◆ Text ◆

Beefy Boxes and Bandwidth Generously Provided by pair Networks
Do you know where your variables are?

Backslash and Underscore problem with DBI and PostgreSQL.

by Seumas (Curate)
on Jun 21, 2004 at 04:16 UTC ( [id://368363] : perlquestion . print w/replies, xml ) Need Help??

Seumas has asked for the wisdom of the Perl Monks concerning the following question:

Using: PostgreSQL 7.4.3 and DBI 1.42

I have a table that contains UID and USERNAME columns. Several users have names like the following:

  • foo_
  • foob
  • fook

    When foo_ tries to authenticate with their credentials, the following is called:
    my $sth = $dbh->prepare("SELECT uid FROM user_accounts WHERE username +~~* ?"); $sth->execute($username); my ($uid) = $sth->fetchrow_array;

    But the UID returned is not for foo_ - it's for one of the other foo* users.

    Now, in PostgreSQL, the underscore character specifies a match on any one character so foo_ would also match foob. However, DBI should escape the underscore in the code above, correct?

    I assumed this would be so and that what DBI would be submitting to PostgreSQL would be foo\_. So I tried this manually in pgsql. It behaved the same way!

    The only solution that worked in pgsql was to do foo\\_ which then returned only the desired result of foo_. But this doesn't make sense to me. The documentation states that a double backslash is translated into a literal backslash. So rather than matching real usernames of foo_ shouldn't the above match a user named foo\_ where the backslash is a literal part of the name and not used to escape the following character?

    This is incredibly confusing and it's preventing a lot of my users from logging in tonight. I really don't want to have to write code in perl to pre-parse what $dbh->quote() or $dbh->execute() should already be parsing sucks.

    Can anyone shed some light on this for me? I tried to seek help in #postgresql but none of the several dozen people in those channels ever says a word for days at a time.

    Thanks for your time.
  • Replies are listed 'Best First'.
    Re: Backslash and Underscore problem with DBI and PostgreSQL.
    by blokhead (Monsignor) on Jun 21, 2004 at 04:25 UTC
      This begs the question, why are you using a pattern match (~~*) instead of an exact match (=) in this query? If you don't want the underscore to act as a wildcard, don't use it in a syntax where it would be interpreted as a wildcard.
      select uid from user_accounts where username = ?
      DBI should escape the underscore in the code above, correct?

◆ Stated exercise 1 ◆
Retype the part of the thread from "When foo_ tries" up to and including "the same way!", keeping every character as it appears.
◆ Stated exercise 2 ◆
Pull out each line of the records that contains the string "help", treating uppercase and lowercase as different.

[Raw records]

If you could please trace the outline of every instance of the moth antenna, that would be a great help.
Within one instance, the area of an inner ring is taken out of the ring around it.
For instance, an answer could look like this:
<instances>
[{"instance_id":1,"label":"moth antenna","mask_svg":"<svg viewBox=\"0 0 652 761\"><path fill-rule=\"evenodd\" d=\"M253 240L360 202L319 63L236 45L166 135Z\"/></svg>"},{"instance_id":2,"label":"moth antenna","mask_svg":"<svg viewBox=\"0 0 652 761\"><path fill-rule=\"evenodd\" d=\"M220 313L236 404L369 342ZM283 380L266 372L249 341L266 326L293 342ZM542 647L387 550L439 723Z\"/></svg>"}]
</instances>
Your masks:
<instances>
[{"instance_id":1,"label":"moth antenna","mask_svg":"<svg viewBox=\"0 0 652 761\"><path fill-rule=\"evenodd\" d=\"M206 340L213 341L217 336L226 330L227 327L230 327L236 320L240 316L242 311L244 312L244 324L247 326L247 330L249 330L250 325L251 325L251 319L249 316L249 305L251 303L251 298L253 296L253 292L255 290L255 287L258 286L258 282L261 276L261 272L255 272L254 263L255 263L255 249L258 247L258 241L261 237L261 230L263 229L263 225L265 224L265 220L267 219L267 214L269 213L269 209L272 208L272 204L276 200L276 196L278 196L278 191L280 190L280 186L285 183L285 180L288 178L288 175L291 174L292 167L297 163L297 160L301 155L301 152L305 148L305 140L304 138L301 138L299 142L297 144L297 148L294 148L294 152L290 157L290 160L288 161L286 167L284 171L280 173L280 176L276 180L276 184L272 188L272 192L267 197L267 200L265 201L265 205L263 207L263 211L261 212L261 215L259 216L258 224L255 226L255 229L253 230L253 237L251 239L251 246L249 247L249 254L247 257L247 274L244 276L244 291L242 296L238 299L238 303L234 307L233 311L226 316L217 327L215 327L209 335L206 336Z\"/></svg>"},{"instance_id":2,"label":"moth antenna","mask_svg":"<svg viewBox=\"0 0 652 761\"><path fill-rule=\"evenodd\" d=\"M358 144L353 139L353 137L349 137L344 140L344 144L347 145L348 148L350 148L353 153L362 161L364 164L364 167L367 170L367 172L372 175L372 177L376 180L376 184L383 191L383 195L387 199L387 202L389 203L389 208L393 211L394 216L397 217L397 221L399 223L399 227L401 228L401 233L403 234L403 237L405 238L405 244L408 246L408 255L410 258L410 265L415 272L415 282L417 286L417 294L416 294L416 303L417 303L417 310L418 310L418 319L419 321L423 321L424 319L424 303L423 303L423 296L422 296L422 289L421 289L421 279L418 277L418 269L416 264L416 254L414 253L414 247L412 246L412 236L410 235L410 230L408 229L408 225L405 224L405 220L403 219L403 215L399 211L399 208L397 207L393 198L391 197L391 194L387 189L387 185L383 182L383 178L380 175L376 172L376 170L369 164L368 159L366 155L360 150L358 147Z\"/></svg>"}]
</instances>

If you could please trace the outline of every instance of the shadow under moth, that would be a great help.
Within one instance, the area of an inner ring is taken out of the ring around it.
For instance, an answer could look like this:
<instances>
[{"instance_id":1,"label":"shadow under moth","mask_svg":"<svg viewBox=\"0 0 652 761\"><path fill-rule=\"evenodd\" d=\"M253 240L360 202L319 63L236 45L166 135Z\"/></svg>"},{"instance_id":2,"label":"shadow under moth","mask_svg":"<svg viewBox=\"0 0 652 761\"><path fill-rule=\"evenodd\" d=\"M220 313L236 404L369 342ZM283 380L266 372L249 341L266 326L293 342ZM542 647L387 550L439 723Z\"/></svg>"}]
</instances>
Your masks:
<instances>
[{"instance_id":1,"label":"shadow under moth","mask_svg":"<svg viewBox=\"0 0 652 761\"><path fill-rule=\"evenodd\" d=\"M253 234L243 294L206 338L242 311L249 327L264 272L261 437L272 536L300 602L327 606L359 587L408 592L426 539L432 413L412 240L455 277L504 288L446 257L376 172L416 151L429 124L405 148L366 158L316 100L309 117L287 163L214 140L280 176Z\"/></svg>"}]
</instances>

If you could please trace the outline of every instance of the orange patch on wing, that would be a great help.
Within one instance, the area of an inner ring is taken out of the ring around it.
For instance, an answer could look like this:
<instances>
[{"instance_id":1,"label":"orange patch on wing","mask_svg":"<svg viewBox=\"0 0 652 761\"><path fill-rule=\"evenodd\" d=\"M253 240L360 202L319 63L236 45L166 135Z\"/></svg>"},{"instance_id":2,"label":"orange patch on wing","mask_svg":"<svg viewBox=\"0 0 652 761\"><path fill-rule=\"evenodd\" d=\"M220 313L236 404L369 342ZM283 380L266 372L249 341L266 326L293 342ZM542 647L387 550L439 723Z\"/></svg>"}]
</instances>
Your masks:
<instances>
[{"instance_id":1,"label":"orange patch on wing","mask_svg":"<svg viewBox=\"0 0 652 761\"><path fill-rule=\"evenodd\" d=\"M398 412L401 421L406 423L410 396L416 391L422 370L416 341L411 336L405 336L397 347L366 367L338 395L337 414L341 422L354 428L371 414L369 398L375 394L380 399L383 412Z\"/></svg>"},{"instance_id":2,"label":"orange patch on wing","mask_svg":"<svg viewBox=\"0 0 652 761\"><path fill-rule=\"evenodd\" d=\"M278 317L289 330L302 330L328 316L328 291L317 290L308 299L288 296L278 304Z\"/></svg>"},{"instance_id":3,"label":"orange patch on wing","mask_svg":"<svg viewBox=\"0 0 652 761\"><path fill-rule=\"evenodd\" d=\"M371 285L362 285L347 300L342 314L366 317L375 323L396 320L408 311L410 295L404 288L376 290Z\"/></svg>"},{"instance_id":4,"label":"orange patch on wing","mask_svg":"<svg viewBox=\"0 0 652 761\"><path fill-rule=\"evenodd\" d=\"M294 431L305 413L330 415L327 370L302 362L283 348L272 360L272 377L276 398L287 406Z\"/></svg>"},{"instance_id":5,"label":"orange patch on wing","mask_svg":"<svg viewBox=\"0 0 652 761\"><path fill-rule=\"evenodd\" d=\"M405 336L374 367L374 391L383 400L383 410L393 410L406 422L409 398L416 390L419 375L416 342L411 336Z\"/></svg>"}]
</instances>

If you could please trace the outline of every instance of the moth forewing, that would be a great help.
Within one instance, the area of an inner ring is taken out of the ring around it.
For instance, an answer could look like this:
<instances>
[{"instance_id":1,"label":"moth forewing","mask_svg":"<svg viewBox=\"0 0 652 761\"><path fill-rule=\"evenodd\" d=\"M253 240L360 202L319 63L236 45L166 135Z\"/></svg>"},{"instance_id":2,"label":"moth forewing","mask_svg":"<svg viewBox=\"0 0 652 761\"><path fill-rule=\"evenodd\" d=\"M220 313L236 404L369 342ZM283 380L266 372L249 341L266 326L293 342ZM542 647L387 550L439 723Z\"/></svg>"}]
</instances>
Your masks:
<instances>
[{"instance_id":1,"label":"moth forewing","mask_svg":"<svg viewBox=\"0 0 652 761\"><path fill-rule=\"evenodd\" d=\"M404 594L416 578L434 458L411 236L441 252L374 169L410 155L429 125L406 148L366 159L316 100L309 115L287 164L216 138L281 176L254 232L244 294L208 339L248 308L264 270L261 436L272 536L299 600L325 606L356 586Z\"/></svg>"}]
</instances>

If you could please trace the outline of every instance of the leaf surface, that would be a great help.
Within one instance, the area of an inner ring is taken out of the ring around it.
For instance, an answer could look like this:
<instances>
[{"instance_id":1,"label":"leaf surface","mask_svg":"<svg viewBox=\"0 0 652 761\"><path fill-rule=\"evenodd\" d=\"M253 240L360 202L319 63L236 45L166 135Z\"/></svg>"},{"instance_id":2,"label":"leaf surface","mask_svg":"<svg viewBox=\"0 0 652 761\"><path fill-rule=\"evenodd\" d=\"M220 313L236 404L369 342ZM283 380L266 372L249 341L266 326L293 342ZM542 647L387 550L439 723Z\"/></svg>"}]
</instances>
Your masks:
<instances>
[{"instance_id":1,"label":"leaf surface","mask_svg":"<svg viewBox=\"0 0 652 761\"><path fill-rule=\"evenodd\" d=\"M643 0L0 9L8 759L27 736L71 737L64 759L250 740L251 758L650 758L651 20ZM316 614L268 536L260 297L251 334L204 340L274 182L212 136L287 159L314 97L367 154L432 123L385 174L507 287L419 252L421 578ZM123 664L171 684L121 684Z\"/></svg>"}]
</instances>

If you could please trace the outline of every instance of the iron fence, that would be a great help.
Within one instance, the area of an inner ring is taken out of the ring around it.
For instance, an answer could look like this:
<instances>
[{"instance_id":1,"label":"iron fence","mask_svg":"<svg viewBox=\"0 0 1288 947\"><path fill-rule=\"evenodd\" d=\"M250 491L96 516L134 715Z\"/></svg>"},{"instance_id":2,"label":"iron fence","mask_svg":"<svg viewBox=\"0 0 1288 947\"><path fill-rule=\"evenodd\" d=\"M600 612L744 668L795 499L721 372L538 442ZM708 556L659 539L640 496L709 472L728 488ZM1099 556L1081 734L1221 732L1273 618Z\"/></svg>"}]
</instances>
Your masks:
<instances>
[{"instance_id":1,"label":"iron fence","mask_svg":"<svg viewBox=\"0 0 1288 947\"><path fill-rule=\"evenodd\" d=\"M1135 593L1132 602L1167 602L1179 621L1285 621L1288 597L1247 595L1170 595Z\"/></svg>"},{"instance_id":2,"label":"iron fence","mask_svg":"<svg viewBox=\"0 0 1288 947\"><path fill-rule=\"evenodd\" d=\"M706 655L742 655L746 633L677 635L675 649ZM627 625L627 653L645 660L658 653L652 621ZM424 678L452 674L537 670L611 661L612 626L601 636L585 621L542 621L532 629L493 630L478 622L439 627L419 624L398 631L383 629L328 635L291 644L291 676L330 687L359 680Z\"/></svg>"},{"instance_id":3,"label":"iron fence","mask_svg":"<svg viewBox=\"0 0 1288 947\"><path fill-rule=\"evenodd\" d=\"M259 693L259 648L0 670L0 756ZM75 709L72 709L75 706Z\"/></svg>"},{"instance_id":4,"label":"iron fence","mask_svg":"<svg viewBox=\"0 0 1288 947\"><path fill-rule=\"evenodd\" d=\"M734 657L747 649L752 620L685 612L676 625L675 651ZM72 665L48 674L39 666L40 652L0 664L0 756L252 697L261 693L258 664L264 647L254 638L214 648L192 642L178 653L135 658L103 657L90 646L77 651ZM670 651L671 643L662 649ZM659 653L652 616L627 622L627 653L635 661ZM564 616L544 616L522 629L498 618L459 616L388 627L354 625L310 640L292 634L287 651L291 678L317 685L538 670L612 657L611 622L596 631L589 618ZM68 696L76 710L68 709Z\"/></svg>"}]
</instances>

◆ Task solution 1 ◆
When foo_ tries to authenticate with their credentials, the following is called:
    my $sth = $dbh->prepare("SELECT uid FROM user_accounts WHERE username +~~* ?"); $sth->execute($username); my ($uid) = $sth->fetchrow_array;

    But the UID returned is not for foo_ - it's for one of the other foo* users.

    Now, in PostgreSQL, the underscore character specifies a match on any one character so foo_ would also match foob. However, DBI should escape the underscore in the code above, correct?

    I assumed this would be so and that what DBI would be submitting to PostgreSQL would be foo\_. So I tried this manually in pgsql. It behaved the same way!

◆ Task solution 2 ◆
If you could please trace the outline of every instance of the moth antenna, that would be a great help.
If you could please trace the outline of every instance of the shadow under moth, that would be a great help.
If you could please trace the outline of every instance of the orange patch on wing, that would be a great help.
If you could please trace the outline of every instance of the moth forewing, that would be a great help.
If you could please trace the outline of every instance of the leaf surface, that would be a great help.
If you could please trace the outline of every instance of the iron fence, that would be a great help.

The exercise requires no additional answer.